• _WHAT YOU SHOULD DO_
Retype the range from the line holding "Target = woman kneeling on grass" to the last line of the listing, inclusive, exactly as it appears and with nothing else.

• _SOURCE DATA_
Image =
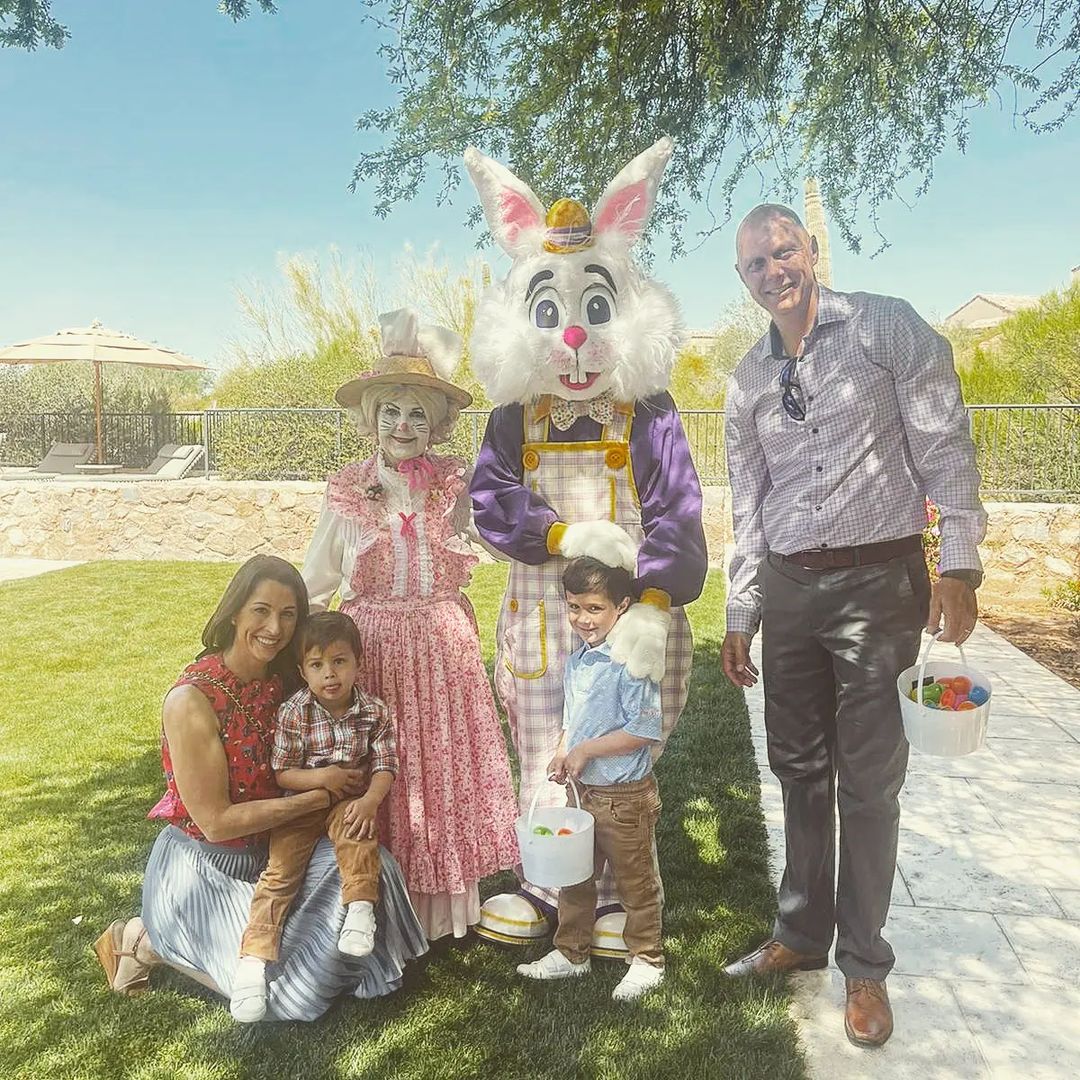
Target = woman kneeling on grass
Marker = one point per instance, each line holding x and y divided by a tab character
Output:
220	799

• _EXERCISE ANSWER_
Target = woman kneeling on grass
Marker = one point per instance, each line holding x and y divided by a tab character
Output:
220	799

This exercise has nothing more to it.